- **Input**:

○ ○ ○ ○

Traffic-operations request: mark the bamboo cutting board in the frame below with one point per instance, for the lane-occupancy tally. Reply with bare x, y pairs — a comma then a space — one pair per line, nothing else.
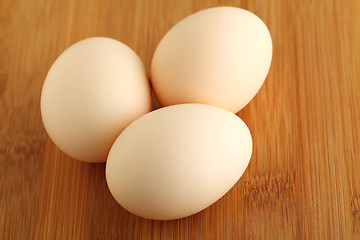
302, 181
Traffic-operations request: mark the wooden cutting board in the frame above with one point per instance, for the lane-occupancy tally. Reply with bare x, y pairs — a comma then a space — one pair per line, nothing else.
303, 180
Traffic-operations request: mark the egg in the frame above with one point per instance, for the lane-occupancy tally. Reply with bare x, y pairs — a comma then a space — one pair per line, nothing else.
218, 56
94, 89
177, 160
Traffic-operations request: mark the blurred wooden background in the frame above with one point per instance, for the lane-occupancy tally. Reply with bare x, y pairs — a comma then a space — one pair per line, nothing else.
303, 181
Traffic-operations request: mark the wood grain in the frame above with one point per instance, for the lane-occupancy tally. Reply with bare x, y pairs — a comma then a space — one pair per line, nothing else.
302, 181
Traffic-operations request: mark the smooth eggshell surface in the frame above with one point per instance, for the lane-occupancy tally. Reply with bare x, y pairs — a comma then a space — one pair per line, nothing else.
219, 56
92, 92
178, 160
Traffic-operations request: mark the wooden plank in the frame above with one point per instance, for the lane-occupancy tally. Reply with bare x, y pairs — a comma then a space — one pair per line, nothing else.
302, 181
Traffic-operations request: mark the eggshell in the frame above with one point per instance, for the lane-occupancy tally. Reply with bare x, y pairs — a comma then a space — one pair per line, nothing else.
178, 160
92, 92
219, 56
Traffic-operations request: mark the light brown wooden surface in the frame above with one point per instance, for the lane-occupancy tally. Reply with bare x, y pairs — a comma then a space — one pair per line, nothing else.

○ ○ ○ ○

- **Exercise requirements**:
Leaving the pictures out, reproduce the entries above exactly.

- **Output of the exercise**:
Traffic-operations request: mark the bamboo cutting board in the frame below with one point per instance, for the lane-occupancy tally. Reply with bare x, y pairs — a comma then a space — one pair per line, nothing else.
302, 181
Traffic-operations request: mark the wooden cutting board in the frame above with one point per instance, for the lane-occupancy tally. Reply with bare x, y pairs — a comma then a space — one pair per line, nothing else.
303, 180
Traffic-operations request: mark the egg in the frame above with one point per instance, for the lane-occupancy tally. Reply with bare x, y pairs — a comma then a space — one pair per line, nothing else.
218, 56
94, 89
177, 160
Traffic-operations request: mark the blurred wooden background in the frame above with one point per instance, for the lane-occupancy tally. Reply with bare x, y pairs — a comma then a space — one pair per line, nothing else.
303, 181
Traffic-operations request: mark the wood grain in the frame above with one point per instance, for the lane-occupancy tally. Reply with bare x, y pairs — a comma then a space — one pair per line, nothing else.
302, 181
Traffic-operations request: mark the smooth eggshell surface in the frame above with one point per instance, for the lane-occupancy tally. Reply with bare x, y pairs — a comma then a space — one pair per line, nothing else.
219, 56
92, 92
178, 160
Traffic-operations request: mark the wooden plank in the frame above with one point per instance, for the lane-occupancy tally. Reply with bare x, y pairs — a comma then a space — one pair per line, nothing else.
302, 181
Traffic-operations request: mark the eggshell in the frame above with one point per instance, for the lane-occupancy tally. Reply with bare x, y pairs — a comma then a space — one pair per line, nothing else.
178, 160
92, 92
219, 56
Traffic-operations request: mark the light brown wooden surface in the frame above with one point per instance, for the lane-occupancy tally. Reply with bare x, y pairs — a comma then a space — one pair per line, nothing else.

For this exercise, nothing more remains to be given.